__Brief__:
Extract every line of the rows below that contains the string "officer". Case counts, so match capital and lowercase letters exactly.

__Items__:

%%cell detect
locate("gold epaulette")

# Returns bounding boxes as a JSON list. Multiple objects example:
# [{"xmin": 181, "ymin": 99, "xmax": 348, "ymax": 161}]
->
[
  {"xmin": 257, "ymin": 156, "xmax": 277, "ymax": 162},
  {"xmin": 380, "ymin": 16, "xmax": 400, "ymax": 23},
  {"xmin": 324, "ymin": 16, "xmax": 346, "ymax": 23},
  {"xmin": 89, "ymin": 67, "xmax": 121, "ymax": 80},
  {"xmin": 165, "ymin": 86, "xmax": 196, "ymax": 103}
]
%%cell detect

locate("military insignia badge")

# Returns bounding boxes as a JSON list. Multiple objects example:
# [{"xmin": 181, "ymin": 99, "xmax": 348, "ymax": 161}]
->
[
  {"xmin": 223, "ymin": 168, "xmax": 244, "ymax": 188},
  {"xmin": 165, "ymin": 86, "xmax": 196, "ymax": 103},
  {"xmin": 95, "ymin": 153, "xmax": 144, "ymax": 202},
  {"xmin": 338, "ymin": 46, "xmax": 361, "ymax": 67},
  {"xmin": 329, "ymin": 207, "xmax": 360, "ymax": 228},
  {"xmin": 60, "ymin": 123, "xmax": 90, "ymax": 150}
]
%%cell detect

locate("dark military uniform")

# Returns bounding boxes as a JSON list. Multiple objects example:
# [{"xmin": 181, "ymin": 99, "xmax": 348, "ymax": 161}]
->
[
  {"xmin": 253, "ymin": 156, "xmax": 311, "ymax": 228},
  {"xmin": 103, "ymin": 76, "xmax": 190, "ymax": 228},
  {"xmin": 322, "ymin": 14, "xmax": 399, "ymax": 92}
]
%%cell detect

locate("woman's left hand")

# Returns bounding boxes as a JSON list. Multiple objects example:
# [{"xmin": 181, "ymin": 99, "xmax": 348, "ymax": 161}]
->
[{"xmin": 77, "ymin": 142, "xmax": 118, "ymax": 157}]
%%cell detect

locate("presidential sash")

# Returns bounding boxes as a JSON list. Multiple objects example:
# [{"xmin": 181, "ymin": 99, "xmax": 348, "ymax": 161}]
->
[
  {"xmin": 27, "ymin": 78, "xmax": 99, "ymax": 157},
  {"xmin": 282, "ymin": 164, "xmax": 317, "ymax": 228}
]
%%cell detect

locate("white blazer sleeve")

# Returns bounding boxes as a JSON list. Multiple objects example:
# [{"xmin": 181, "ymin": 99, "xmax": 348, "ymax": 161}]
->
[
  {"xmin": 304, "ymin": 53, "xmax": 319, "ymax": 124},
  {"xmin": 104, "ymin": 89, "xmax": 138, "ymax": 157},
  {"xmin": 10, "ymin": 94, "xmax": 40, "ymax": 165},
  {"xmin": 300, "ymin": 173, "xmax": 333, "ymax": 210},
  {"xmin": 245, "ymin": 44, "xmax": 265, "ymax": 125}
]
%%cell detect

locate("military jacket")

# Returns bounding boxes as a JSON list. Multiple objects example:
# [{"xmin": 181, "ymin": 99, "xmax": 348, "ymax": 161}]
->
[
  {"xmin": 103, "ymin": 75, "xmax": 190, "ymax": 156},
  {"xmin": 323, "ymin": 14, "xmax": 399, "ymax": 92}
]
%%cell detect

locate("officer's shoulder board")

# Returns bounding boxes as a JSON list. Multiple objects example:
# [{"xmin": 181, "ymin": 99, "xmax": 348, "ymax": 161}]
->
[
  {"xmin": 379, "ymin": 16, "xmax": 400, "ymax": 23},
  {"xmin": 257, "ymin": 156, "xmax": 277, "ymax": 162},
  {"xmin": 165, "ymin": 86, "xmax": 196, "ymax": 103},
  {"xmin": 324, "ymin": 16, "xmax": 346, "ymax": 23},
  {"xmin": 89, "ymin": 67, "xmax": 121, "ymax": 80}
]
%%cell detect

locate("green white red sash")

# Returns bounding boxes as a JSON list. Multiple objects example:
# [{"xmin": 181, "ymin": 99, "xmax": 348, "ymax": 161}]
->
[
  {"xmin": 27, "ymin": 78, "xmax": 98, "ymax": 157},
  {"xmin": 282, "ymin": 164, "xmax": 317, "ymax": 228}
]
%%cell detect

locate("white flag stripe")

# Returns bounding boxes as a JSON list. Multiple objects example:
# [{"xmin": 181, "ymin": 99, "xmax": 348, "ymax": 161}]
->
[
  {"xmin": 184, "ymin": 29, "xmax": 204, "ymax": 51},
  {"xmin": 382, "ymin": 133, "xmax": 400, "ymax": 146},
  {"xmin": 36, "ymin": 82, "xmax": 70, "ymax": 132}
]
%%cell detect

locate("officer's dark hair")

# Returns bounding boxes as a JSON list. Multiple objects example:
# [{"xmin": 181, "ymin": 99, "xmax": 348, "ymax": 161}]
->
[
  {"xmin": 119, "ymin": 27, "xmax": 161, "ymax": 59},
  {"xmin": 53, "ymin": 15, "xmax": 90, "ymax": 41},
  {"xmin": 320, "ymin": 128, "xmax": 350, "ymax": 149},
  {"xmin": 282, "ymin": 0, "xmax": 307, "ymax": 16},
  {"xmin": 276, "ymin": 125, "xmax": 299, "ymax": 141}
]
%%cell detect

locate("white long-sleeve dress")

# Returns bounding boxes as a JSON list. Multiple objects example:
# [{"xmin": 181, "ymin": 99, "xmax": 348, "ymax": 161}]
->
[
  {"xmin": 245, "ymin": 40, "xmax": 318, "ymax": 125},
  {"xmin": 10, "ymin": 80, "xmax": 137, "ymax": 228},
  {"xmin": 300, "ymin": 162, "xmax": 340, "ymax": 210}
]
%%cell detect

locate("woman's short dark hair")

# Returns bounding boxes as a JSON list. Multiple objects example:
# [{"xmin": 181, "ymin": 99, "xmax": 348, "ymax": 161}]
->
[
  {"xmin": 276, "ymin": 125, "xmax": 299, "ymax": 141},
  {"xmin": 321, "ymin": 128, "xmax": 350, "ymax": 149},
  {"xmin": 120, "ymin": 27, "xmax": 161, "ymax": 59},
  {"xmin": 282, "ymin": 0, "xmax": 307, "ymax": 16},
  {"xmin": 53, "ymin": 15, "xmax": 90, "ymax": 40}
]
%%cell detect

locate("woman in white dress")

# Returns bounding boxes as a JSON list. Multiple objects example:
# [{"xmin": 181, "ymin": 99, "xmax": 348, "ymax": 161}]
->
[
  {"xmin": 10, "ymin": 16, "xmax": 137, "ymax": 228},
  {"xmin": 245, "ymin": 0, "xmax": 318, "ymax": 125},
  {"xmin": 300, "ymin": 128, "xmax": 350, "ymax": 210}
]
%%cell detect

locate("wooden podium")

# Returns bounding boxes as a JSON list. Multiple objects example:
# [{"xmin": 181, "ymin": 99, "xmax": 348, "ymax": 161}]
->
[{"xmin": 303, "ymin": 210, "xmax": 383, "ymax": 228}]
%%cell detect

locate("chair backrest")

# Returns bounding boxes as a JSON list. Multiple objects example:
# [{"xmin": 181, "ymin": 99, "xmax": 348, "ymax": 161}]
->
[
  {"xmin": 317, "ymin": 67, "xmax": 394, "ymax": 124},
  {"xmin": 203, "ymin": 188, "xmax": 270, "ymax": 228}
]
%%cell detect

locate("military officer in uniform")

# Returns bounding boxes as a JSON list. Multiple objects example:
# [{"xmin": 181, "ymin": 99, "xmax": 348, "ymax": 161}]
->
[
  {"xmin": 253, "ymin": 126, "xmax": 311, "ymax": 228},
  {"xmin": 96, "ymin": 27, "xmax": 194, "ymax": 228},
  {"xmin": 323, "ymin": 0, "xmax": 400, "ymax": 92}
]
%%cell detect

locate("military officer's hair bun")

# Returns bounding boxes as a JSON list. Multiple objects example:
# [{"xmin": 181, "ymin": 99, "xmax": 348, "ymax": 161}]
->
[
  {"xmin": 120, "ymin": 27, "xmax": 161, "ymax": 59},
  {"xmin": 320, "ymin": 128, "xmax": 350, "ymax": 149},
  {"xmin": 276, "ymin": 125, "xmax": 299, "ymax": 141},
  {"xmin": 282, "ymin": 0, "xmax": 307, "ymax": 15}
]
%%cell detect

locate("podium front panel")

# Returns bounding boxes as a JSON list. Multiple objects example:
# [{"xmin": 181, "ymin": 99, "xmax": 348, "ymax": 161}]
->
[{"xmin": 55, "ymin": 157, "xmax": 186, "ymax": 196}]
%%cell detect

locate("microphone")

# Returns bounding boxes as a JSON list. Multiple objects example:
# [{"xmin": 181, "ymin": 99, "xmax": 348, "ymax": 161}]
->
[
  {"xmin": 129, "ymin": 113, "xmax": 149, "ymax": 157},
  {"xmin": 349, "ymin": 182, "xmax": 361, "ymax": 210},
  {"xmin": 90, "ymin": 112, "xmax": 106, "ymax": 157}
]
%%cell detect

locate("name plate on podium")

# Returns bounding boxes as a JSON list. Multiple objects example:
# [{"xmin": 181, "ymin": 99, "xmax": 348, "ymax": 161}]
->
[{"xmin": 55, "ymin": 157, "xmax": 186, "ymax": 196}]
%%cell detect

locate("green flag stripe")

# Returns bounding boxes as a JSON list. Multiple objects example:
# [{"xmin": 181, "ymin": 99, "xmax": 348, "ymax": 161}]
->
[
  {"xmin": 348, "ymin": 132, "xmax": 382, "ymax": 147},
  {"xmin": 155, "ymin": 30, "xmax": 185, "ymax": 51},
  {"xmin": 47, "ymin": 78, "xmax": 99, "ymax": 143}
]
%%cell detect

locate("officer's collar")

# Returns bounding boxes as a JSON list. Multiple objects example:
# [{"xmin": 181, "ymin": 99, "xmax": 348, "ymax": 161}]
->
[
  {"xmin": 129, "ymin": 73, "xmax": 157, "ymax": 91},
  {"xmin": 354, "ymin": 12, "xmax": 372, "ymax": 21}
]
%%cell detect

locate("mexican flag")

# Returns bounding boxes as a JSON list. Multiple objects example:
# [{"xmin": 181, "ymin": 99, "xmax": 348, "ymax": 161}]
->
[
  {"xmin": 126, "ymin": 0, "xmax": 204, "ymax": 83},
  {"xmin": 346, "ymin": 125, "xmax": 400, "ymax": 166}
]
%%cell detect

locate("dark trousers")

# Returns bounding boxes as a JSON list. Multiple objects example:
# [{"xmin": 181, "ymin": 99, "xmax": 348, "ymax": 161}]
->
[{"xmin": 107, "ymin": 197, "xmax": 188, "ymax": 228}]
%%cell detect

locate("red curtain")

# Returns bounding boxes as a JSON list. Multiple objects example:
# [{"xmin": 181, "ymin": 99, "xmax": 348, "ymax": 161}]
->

__Task output__:
locate("officer's shoulder board")
locate("officer's dark hair")
locate("military officer in uniform")
locate("military officer's hair bun")
locate("officer's collar")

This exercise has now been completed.